▸ Petit exercice 1: Relevez tous les noms propres du texte sur les figurants d'un tournage, dans leur ordre d'apparition.

▸ Texte:
● ● ● ● ● ● ●
Malgré des conditions de tournage très dures auxquelles ils étaient soumis, les figurants participaient aux scènes si souvent reprises et rejouées avec une sorte de frénésie. Ils revivaient l’histoire. Ils redonnaient vie aux anonymes, aux membres du peuple.

Ainsi, un des figurants, Félix Guglielmi, était le petit-fils du berger de Bocognano[21] qui avait aidé Bonaparte. Trop âgé pour interpréter le rôle de son grand-père[22], il apparaît néanmoins dans les diverses scènes le concernant, reconnaissable à son imposante barbe blanche.

Avec la masse des figurants passionnés, les lieux sont investis par l’esprit du temps, les rues d’Ajaccio, la grotte où l’enfant Napoléon venait méditer, tout semble reprendre sens.
● ● ● ● ● ● ●
▸ Enregistrements fournis:
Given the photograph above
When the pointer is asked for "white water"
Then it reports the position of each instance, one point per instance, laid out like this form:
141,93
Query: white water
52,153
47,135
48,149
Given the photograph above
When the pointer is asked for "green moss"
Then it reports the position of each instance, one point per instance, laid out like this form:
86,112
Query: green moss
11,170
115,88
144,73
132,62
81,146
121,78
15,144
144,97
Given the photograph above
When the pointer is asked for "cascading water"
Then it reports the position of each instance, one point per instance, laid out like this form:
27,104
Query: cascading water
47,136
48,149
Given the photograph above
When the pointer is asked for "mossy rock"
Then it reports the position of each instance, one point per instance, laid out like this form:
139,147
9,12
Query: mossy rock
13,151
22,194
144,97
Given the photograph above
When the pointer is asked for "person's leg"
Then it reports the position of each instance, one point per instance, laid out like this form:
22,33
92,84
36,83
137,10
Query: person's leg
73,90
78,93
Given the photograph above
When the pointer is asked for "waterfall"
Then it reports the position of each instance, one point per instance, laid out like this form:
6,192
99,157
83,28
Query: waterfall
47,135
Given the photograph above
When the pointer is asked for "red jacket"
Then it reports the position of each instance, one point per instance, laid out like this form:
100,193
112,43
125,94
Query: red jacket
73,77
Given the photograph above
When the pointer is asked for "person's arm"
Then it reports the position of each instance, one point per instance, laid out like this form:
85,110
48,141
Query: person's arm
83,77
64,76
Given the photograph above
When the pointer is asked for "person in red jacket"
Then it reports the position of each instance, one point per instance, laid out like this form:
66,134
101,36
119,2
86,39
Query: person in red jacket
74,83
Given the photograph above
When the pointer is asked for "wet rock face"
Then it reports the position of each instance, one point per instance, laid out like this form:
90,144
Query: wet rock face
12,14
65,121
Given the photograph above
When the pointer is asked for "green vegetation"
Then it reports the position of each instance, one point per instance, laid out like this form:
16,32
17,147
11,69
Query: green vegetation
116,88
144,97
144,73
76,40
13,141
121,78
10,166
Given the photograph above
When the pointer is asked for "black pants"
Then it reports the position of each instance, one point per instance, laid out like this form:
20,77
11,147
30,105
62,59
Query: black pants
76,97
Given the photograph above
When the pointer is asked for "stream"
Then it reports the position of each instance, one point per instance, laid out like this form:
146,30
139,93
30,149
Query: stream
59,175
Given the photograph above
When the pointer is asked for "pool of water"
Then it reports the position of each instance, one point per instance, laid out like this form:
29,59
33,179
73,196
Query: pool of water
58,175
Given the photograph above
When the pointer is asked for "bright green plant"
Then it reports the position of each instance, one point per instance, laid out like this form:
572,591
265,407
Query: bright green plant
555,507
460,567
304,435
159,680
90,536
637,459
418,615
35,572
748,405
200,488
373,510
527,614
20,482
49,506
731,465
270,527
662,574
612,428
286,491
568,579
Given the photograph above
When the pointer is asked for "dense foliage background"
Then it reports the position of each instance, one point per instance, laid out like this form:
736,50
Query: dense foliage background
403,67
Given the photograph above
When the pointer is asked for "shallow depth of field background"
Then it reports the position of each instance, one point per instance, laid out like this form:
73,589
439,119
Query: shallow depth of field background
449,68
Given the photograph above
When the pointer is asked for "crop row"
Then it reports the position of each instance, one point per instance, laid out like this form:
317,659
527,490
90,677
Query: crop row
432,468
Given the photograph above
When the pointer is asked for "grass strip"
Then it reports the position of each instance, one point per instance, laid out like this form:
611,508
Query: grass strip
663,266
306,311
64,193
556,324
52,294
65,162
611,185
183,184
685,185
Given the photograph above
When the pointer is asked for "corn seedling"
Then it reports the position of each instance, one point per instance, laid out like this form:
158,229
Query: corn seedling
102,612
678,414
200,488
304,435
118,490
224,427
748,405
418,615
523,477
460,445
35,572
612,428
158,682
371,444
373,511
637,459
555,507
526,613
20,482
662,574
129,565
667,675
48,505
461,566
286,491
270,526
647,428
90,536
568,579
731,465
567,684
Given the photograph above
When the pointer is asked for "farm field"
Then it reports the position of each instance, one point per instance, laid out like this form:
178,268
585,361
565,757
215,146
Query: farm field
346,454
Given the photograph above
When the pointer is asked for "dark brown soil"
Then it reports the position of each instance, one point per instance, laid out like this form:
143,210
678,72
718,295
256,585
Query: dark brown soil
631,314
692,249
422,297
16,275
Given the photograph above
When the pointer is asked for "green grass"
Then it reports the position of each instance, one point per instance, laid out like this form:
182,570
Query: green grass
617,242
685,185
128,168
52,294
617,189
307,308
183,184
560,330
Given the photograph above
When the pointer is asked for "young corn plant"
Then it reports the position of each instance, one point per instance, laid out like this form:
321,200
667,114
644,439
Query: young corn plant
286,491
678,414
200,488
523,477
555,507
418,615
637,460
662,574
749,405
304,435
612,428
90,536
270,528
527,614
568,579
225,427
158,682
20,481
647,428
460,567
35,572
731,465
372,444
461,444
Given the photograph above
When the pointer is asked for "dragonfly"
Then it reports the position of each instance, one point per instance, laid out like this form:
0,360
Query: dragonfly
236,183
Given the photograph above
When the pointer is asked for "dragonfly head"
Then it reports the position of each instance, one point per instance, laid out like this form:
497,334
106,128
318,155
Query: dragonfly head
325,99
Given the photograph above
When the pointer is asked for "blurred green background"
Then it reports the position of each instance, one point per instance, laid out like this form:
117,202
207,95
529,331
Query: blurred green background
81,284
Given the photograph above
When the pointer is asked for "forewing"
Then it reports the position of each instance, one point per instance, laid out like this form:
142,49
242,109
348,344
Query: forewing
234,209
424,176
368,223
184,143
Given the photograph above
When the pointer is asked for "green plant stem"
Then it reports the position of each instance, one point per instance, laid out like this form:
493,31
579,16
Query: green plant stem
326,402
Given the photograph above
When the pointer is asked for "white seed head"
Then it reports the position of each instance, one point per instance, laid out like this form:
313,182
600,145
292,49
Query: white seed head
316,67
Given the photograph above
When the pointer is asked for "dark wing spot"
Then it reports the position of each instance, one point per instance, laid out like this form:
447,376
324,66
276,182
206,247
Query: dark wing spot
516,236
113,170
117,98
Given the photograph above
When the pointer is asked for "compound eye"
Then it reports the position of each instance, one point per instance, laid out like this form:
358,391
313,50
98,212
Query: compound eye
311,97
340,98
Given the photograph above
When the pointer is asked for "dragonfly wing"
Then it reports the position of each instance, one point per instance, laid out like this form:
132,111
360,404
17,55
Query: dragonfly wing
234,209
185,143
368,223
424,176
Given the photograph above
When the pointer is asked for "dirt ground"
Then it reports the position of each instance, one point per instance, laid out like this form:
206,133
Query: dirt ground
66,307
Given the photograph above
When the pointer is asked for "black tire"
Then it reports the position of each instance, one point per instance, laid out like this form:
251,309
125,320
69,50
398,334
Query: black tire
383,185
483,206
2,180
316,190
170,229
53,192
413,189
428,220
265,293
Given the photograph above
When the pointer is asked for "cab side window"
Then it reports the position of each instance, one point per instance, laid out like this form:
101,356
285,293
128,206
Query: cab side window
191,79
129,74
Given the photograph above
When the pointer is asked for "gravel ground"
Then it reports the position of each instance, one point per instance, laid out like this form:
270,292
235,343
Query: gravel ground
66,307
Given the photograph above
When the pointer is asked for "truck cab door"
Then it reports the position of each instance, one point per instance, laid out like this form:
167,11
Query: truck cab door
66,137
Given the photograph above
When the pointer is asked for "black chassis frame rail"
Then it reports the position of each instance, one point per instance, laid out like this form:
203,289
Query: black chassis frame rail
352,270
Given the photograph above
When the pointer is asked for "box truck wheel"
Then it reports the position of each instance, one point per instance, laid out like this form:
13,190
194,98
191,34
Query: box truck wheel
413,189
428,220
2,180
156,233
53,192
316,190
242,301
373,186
● ● ● ● ● ● ●
▸ Petit exercice 2: Repérez dans les enregistrements chaque ligne où figure le mot « bright », puis recopiez-la.

▸ Corrigé 1: Félix Guglielmi, Bocognano, Bonaparte, Ajaccio, Napoléon

▸ Corrigé 2:
When the pointer is asked for "bright green plant"
Query: bright green plant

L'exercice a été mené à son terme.